#### [Supplied material]
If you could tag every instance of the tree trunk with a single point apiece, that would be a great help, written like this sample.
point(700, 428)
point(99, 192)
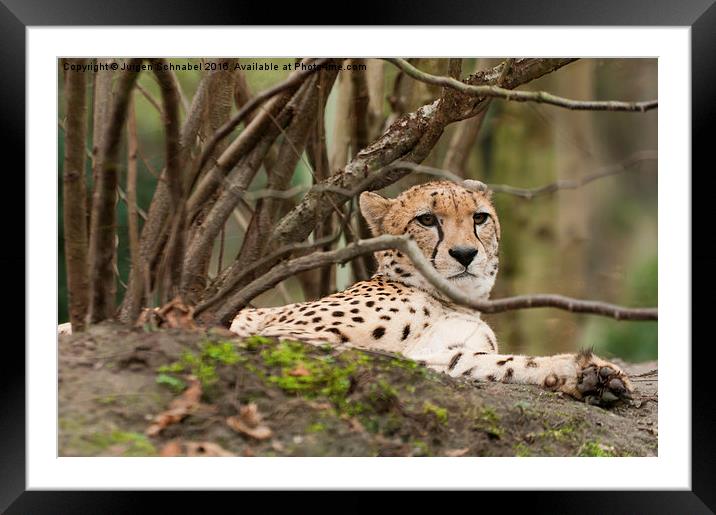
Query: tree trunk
point(104, 217)
point(74, 193)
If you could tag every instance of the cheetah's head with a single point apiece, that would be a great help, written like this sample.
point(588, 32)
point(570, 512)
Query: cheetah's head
point(455, 226)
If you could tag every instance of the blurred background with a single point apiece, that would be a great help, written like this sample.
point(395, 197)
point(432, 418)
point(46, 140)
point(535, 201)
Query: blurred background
point(598, 241)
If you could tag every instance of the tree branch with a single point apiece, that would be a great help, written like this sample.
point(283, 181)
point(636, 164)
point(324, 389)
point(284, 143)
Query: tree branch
point(541, 97)
point(400, 142)
point(74, 194)
point(405, 244)
point(103, 224)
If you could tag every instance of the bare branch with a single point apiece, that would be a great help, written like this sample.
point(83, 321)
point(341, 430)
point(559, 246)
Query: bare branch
point(266, 261)
point(522, 96)
point(571, 184)
point(150, 98)
point(289, 84)
point(405, 244)
point(172, 162)
point(74, 194)
point(132, 221)
point(409, 138)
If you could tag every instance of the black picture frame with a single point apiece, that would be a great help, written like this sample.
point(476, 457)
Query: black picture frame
point(17, 15)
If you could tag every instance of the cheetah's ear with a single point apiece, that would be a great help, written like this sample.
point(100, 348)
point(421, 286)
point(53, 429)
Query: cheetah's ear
point(374, 208)
point(480, 186)
point(473, 185)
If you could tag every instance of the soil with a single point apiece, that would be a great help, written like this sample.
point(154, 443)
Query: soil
point(291, 399)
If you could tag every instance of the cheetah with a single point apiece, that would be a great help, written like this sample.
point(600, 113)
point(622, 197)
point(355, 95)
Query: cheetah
point(399, 311)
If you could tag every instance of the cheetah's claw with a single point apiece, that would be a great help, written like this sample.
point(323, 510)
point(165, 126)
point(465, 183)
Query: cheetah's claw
point(602, 385)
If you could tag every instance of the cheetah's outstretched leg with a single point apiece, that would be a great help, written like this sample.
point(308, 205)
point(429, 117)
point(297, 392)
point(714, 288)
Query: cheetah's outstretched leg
point(583, 376)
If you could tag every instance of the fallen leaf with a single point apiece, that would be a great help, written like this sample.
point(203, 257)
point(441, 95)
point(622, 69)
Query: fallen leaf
point(178, 408)
point(172, 448)
point(259, 433)
point(249, 423)
point(175, 314)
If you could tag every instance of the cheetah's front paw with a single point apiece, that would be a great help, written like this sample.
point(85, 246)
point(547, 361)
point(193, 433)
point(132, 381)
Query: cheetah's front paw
point(600, 382)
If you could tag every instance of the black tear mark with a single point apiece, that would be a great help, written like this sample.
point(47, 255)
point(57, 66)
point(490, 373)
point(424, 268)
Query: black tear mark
point(440, 239)
point(454, 360)
point(491, 341)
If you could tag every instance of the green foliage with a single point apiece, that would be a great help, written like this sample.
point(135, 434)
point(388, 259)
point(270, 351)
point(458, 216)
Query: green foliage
point(593, 449)
point(202, 364)
point(136, 444)
point(521, 450)
point(175, 384)
point(307, 375)
point(631, 341)
point(439, 413)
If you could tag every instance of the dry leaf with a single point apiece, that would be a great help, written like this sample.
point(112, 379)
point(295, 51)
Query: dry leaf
point(172, 448)
point(175, 314)
point(453, 453)
point(259, 433)
point(178, 408)
point(249, 423)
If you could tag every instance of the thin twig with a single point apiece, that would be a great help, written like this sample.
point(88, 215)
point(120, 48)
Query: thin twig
point(150, 98)
point(522, 96)
point(563, 184)
point(292, 82)
point(132, 222)
point(274, 256)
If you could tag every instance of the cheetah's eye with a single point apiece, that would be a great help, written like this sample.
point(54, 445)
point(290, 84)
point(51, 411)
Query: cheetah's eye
point(428, 219)
point(480, 218)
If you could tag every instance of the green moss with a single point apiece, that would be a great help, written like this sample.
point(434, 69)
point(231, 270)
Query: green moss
point(420, 448)
point(521, 450)
point(253, 343)
point(593, 448)
point(559, 434)
point(201, 364)
point(136, 444)
point(440, 413)
point(107, 400)
point(292, 369)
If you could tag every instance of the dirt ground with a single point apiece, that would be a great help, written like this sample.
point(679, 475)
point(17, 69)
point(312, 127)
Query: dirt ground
point(135, 392)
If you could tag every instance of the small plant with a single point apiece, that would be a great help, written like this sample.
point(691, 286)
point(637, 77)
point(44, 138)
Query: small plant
point(594, 449)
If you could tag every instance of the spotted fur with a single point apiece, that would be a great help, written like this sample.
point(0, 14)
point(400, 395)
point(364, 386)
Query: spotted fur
point(398, 310)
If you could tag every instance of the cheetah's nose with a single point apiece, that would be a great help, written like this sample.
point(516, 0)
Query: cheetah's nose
point(464, 255)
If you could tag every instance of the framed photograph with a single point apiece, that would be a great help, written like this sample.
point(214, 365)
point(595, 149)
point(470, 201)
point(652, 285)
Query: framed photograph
point(320, 254)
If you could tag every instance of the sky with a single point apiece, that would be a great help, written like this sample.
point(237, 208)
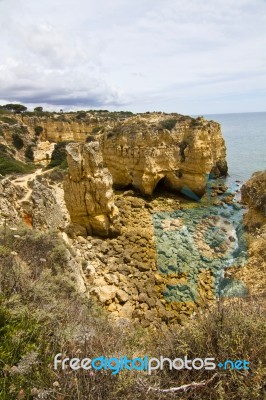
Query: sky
point(190, 56)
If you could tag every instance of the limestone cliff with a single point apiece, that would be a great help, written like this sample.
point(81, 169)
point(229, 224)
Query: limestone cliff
point(253, 193)
point(181, 151)
point(88, 191)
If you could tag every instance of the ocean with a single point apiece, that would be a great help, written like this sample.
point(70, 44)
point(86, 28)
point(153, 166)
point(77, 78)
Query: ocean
point(245, 138)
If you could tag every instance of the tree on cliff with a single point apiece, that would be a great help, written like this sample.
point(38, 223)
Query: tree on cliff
point(38, 109)
point(16, 108)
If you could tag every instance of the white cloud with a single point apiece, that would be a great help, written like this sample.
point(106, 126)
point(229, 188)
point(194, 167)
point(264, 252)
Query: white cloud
point(178, 56)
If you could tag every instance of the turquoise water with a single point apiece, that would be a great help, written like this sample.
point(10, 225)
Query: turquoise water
point(245, 138)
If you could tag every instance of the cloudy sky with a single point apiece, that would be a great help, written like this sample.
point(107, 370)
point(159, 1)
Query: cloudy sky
point(189, 56)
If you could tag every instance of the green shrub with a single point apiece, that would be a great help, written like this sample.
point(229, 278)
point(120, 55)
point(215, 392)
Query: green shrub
point(8, 120)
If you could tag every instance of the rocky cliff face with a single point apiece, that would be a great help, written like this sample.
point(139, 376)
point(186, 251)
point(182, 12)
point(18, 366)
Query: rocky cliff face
point(88, 191)
point(62, 127)
point(142, 152)
point(253, 193)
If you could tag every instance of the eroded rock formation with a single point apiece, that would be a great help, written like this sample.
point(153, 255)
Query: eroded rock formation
point(88, 191)
point(253, 193)
point(142, 152)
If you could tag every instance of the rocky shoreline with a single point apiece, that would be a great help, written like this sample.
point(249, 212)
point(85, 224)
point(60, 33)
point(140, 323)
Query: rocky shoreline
point(150, 257)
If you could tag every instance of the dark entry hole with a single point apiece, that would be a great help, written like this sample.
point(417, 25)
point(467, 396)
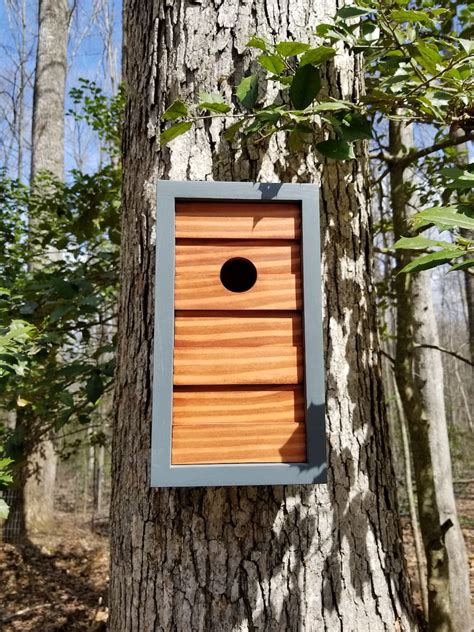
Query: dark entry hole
point(238, 274)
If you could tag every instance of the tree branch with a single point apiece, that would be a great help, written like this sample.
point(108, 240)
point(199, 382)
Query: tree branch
point(451, 353)
point(426, 151)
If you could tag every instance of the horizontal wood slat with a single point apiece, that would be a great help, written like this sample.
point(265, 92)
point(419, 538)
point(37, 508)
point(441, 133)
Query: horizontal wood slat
point(271, 292)
point(239, 443)
point(245, 405)
point(238, 330)
point(208, 259)
point(241, 220)
point(223, 365)
point(198, 284)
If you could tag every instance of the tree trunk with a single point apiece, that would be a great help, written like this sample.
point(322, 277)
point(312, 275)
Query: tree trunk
point(420, 380)
point(249, 558)
point(47, 154)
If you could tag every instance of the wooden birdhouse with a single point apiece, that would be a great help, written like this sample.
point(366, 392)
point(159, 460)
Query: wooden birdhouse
point(238, 395)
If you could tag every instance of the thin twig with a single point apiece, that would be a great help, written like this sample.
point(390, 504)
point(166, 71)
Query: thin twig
point(436, 348)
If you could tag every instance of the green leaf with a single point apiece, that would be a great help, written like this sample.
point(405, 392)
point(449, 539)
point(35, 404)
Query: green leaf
point(257, 42)
point(247, 91)
point(317, 56)
point(457, 216)
point(419, 243)
point(177, 109)
point(400, 15)
point(305, 86)
point(336, 149)
point(213, 103)
point(463, 265)
point(434, 259)
point(94, 388)
point(66, 398)
point(290, 49)
point(60, 311)
point(4, 509)
point(331, 106)
point(468, 45)
point(272, 63)
point(174, 131)
point(353, 11)
point(231, 131)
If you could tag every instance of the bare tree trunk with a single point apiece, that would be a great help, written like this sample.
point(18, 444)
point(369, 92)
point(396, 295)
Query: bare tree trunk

#### [Problem details]
For the lines above, output exactly those from the line containing "point(203, 257)" through the line containing "point(458, 216)", and skip the others.

#### [Solution to the exercise]
point(203, 257)
point(441, 95)
point(622, 69)
Query: fallen leaf
point(178, 408)
point(172, 448)
point(259, 433)
point(249, 423)
point(175, 314)
If you could tag every instance of the cheetah's front paw with a single point apiece, that would be a great help, written like this sample.
point(85, 246)
point(547, 361)
point(193, 433)
point(132, 381)
Query: cheetah's front paw
point(600, 382)
If you could tag every instance of the black tear mark with a single point apiece, that would be a great help, written like this sample.
point(47, 255)
point(57, 66)
point(490, 373)
point(424, 268)
Query: black tear mark
point(440, 239)
point(454, 360)
point(491, 341)
If you could tag every instance of the green foliage with a single point apiece, that would be a great help, written like this sample.
point(135, 434)
point(388, 259)
point(270, 351)
point(458, 216)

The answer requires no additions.